◆ What is expected ◆
Could you write out, character for character, the data below from the line containing "snow on ground" down to the line containing "[[[7,714],[1121,716],[1120,5],[187,8],[3,20]]]", including both of those lines?

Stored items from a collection
———

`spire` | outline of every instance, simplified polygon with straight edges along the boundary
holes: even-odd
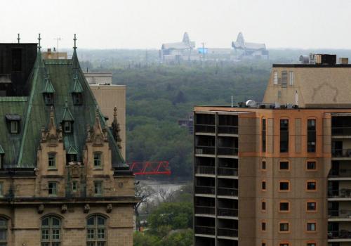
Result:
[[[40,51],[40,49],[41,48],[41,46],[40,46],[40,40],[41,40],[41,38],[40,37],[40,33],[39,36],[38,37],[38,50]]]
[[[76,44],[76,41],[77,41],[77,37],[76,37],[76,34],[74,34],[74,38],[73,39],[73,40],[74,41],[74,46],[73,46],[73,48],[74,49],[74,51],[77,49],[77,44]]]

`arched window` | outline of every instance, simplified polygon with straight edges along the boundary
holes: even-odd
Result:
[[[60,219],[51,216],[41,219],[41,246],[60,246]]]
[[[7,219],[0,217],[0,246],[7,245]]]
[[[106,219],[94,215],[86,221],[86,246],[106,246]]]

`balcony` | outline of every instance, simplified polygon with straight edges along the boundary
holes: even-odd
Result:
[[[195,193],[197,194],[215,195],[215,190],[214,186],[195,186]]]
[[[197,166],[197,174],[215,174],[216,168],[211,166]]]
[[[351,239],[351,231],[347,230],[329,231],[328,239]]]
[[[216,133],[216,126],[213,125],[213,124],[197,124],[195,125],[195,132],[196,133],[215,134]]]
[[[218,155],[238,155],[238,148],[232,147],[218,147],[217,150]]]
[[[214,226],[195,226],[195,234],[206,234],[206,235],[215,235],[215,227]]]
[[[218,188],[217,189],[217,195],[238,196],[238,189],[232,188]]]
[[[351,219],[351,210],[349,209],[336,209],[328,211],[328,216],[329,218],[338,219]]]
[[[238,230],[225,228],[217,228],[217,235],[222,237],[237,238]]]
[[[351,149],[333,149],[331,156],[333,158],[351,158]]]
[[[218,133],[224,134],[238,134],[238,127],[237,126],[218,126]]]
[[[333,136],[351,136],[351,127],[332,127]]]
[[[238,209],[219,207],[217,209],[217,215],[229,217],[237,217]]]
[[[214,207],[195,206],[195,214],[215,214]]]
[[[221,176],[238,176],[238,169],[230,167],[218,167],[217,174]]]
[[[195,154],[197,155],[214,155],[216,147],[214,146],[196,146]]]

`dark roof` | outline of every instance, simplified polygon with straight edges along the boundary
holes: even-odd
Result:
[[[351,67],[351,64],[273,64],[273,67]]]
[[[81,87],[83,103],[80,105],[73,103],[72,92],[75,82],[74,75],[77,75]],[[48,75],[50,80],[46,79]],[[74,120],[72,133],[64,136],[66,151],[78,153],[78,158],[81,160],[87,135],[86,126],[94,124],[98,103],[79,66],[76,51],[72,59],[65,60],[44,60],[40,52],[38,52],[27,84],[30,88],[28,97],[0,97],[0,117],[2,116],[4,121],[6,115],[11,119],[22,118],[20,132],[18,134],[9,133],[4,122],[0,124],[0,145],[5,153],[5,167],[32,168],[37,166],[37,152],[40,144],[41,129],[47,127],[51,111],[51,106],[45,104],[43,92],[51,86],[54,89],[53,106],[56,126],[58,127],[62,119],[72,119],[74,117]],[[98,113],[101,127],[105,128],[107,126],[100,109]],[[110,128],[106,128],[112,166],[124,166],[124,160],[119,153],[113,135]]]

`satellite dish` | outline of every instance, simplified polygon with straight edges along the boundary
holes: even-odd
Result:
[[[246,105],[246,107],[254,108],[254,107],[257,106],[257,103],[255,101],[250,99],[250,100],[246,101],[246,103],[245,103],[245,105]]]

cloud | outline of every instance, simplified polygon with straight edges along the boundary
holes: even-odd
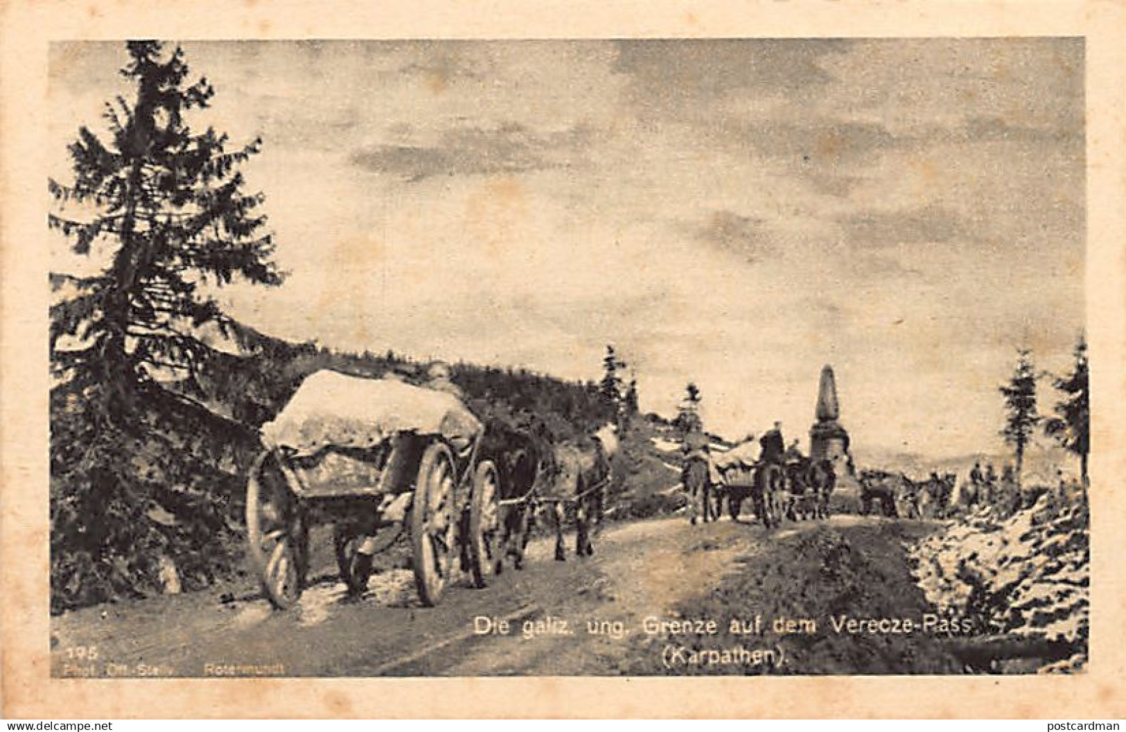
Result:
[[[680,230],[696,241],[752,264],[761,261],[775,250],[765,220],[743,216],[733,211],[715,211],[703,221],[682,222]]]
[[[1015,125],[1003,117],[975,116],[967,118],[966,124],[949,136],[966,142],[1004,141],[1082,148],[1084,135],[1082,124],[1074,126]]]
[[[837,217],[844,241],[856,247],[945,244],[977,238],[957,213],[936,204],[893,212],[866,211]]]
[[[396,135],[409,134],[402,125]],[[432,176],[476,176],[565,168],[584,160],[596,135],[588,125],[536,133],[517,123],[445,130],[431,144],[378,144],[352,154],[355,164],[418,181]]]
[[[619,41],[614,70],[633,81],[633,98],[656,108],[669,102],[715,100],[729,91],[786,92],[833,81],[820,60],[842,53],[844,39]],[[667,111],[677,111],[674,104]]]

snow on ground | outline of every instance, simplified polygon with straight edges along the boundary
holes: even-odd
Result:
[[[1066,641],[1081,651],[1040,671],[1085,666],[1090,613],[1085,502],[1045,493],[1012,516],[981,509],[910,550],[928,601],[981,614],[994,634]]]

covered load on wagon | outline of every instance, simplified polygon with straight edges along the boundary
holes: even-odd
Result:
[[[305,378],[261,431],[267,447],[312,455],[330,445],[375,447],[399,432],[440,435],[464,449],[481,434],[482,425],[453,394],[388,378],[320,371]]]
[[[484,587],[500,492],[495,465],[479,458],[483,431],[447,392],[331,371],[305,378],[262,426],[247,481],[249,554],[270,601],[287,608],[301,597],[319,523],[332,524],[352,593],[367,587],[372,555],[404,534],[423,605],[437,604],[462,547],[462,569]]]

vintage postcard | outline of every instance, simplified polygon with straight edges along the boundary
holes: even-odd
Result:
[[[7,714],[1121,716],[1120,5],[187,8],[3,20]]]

———

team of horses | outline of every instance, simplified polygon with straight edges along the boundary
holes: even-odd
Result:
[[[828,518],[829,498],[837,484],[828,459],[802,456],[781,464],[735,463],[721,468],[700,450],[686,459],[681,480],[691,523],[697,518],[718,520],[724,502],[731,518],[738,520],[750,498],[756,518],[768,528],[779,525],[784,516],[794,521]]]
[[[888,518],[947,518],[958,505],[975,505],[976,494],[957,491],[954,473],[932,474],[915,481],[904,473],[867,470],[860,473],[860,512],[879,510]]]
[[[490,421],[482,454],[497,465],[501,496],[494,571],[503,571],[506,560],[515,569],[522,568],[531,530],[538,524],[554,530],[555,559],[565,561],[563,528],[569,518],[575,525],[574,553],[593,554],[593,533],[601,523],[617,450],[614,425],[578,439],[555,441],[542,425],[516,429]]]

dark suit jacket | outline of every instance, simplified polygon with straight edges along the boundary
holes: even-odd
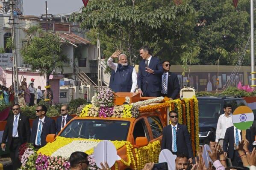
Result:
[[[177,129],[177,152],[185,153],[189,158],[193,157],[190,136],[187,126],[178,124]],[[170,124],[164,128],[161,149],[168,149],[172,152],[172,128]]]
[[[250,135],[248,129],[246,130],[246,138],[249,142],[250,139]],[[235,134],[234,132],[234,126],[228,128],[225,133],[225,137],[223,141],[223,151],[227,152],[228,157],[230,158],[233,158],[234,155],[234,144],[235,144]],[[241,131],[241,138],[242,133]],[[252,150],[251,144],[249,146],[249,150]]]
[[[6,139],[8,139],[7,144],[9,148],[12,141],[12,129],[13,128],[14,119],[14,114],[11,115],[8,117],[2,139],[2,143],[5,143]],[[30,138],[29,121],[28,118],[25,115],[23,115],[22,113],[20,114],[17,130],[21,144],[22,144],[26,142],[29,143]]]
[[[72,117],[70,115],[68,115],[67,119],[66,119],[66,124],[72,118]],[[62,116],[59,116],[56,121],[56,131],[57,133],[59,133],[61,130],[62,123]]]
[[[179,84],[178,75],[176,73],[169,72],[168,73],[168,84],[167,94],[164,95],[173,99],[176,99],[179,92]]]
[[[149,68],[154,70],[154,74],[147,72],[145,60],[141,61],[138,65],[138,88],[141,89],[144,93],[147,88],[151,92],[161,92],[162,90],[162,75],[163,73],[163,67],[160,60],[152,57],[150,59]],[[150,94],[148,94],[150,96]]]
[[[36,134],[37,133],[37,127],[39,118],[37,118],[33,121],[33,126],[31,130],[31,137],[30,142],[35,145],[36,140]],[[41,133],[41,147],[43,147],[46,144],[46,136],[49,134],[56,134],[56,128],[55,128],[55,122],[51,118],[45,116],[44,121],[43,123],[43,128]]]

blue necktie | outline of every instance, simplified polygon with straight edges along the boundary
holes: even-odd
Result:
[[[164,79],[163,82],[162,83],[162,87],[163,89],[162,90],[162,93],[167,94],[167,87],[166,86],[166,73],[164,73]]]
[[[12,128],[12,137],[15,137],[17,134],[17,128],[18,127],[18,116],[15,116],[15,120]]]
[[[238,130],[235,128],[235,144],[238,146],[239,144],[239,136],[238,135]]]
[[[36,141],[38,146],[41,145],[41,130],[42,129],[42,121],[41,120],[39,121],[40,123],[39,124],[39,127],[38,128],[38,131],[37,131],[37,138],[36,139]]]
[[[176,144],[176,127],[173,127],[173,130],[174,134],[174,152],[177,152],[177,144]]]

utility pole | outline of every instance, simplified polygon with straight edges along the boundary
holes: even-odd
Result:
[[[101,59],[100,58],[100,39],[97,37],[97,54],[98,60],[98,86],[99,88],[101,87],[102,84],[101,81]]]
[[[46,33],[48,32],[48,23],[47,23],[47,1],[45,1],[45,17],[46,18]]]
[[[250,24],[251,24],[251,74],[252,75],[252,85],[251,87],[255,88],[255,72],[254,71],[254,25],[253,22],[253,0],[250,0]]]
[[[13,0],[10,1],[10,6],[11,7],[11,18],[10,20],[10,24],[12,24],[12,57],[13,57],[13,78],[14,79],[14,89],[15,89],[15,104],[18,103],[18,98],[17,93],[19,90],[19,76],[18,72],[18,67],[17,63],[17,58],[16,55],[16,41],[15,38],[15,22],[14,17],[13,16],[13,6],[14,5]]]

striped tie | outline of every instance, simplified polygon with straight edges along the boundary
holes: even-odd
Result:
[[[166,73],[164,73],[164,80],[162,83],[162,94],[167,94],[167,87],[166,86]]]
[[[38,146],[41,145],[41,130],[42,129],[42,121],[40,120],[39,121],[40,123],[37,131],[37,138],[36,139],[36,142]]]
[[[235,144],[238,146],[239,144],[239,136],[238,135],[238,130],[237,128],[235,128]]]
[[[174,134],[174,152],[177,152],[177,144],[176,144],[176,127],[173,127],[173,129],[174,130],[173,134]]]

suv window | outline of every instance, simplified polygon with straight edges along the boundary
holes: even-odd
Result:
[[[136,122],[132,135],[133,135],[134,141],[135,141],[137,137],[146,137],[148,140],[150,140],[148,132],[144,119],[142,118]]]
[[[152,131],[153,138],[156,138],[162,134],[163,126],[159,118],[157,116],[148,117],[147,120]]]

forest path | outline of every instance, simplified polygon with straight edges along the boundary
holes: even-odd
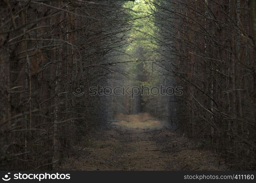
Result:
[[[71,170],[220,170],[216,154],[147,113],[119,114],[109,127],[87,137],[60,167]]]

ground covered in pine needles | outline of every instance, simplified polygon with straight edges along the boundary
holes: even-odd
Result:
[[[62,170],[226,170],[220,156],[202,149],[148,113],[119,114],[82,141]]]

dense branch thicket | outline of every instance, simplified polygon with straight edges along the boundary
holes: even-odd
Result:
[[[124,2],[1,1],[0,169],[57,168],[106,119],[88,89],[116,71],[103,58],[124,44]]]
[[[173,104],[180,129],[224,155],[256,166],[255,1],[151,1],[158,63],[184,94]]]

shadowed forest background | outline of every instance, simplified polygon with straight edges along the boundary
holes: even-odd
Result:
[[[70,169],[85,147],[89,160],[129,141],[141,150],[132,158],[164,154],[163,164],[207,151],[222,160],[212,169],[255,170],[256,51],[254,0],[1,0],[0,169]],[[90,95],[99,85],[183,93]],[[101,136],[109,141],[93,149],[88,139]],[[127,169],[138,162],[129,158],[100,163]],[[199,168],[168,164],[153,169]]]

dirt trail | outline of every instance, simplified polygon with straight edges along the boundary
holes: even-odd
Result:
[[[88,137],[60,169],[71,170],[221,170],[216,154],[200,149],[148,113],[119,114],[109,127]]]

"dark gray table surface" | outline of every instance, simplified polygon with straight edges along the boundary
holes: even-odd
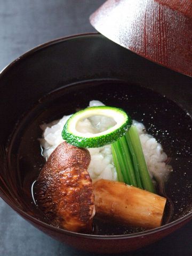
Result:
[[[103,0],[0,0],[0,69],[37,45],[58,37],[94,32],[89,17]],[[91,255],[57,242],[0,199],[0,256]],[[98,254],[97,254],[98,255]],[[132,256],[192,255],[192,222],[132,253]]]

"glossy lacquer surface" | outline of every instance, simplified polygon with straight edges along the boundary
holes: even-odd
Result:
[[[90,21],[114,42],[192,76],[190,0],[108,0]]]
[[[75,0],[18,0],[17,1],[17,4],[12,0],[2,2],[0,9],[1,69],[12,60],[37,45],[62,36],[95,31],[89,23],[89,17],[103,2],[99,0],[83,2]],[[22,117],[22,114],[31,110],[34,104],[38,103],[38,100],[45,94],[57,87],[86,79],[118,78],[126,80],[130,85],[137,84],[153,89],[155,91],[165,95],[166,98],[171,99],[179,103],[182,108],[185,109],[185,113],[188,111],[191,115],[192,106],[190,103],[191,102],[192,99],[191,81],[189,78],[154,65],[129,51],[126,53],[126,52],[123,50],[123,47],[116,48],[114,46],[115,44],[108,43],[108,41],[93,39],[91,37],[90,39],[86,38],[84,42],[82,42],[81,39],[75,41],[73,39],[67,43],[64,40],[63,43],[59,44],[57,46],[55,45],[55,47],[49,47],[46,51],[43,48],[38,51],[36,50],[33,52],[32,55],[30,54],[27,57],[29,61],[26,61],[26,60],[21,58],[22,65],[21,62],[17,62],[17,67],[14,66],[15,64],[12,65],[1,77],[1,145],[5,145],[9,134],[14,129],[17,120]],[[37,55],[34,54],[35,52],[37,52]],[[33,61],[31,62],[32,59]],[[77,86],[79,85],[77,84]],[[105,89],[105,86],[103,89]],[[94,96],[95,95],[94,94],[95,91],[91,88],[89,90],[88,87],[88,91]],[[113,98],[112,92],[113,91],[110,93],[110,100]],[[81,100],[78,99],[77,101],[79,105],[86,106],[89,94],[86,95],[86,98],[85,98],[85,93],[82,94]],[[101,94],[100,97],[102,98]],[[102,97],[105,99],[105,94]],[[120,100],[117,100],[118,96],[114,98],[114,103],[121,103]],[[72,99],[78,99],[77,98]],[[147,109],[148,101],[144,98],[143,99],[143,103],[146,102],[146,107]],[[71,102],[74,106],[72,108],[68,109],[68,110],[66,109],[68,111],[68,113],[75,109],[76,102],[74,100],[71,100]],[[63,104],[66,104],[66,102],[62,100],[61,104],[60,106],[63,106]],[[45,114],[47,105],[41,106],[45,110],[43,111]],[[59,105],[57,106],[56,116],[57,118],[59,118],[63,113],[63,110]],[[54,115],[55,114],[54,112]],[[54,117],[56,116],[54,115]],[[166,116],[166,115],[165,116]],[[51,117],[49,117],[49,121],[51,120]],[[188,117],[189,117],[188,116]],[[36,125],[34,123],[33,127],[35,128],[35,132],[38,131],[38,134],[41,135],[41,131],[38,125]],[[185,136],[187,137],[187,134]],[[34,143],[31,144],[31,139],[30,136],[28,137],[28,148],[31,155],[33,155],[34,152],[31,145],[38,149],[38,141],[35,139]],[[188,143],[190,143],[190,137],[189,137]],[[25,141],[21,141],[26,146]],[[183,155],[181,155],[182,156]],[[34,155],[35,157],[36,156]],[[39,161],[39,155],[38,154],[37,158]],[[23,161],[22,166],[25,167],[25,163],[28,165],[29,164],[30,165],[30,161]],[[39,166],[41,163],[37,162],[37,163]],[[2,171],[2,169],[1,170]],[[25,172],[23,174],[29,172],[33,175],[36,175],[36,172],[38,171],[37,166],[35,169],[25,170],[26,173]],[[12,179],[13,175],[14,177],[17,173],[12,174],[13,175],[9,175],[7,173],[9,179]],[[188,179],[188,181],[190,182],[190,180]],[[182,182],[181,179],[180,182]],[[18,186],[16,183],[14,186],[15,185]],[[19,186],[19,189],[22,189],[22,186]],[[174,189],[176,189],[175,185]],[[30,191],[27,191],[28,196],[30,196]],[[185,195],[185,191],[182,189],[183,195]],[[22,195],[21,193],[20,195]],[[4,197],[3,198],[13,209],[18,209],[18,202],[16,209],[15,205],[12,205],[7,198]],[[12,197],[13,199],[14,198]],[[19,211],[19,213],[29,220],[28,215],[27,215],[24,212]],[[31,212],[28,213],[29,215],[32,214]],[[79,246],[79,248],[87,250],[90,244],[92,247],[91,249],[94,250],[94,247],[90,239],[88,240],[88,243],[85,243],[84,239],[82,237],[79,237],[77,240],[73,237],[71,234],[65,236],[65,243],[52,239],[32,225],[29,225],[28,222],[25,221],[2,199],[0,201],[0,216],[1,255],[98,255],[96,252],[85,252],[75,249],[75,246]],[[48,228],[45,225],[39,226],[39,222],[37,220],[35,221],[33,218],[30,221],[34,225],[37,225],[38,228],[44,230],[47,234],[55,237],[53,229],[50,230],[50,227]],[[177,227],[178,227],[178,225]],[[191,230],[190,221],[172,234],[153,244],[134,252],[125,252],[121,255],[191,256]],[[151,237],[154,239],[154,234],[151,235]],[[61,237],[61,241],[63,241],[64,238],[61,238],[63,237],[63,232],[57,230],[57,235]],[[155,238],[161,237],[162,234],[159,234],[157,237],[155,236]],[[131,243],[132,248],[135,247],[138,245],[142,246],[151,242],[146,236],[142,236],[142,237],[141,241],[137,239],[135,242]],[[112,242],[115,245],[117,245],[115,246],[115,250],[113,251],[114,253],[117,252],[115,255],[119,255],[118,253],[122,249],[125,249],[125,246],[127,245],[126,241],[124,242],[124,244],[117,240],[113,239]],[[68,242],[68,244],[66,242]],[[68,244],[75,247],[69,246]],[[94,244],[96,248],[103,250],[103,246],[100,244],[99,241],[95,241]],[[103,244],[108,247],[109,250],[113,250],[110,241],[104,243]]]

———

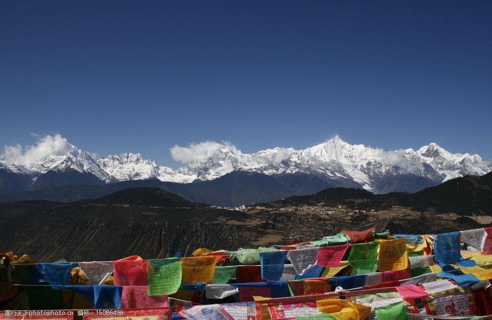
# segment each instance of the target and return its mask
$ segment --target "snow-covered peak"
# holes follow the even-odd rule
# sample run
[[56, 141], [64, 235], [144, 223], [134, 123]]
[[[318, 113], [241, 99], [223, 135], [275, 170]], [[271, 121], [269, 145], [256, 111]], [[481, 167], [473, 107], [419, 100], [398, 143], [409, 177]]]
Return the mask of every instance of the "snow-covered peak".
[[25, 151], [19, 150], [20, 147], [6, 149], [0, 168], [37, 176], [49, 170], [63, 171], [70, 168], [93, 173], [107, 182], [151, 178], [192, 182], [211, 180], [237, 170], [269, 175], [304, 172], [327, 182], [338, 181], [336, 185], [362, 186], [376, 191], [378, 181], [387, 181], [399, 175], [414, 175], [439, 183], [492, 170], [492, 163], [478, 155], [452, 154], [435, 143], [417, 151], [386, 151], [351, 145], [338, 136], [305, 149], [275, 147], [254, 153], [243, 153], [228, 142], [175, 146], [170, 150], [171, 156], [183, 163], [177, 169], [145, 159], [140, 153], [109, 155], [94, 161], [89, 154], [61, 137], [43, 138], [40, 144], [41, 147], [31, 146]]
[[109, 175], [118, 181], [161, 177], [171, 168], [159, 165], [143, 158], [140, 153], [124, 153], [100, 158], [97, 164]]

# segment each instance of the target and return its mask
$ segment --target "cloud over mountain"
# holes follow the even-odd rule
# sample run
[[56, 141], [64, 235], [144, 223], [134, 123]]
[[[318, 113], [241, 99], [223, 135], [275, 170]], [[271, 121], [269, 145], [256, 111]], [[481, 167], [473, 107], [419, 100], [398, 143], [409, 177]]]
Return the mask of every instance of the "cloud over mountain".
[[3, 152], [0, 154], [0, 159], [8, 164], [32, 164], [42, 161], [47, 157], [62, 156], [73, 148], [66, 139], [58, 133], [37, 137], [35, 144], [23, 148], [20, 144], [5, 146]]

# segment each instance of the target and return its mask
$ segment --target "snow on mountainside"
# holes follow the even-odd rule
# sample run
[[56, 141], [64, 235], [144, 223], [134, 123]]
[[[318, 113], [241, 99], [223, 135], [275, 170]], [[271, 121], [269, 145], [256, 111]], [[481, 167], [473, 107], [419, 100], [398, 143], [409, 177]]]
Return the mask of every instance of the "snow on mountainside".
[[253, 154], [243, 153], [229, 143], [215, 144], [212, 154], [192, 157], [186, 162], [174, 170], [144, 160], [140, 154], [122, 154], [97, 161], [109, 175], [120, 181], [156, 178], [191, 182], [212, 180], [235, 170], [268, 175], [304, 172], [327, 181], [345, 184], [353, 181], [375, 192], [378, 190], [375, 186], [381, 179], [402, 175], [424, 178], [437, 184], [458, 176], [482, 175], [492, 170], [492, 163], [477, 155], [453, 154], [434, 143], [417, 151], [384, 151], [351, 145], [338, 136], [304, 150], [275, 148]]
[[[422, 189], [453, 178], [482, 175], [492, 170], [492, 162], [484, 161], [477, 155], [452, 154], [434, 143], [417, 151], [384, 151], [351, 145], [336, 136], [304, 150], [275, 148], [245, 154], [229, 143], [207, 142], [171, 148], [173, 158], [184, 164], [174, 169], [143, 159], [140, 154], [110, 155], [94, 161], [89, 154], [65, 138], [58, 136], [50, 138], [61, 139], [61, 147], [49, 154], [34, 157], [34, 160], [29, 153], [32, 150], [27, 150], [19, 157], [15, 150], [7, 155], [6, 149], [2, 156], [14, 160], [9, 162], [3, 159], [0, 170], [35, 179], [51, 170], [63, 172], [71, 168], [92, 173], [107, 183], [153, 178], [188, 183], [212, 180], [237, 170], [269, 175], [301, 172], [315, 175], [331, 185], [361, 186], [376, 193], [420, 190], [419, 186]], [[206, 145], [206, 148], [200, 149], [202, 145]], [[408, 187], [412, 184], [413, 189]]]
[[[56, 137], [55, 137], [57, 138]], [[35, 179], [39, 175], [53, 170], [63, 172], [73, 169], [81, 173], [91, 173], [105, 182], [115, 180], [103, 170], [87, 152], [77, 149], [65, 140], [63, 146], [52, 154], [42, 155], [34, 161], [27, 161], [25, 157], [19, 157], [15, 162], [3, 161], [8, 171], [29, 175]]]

———

◆ Reply to the exercise ◆
snow on ground | outline of every instance, simplified polygon with straight edges along the boundary
holes: even-odd
Result:
[[[1066,641],[1081,651],[1040,671],[1085,666],[1090,613],[1085,502],[1045,493],[1012,516],[981,509],[910,550],[928,601],[981,614],[994,634]]]

covered load on wagon | outline of every instance, simplified polygon with straight edges along the boundary
holes: even-odd
Result:
[[[305,378],[261,431],[267,447],[312,455],[330,445],[375,447],[399,432],[440,435],[464,449],[481,434],[482,425],[453,394],[388,378],[320,371]]]
[[[484,587],[500,492],[495,465],[479,458],[483,431],[447,392],[331,371],[305,378],[262,426],[247,481],[249,554],[270,601],[287,608],[301,597],[319,523],[332,524],[352,593],[367,587],[372,555],[404,534],[423,605],[437,604],[462,547],[462,569]]]

vintage postcard | outline of every instance, simplified polygon with straight edges along the boundary
holes: even-odd
Result:
[[[7,714],[1121,716],[1120,5],[187,8],[3,20]]]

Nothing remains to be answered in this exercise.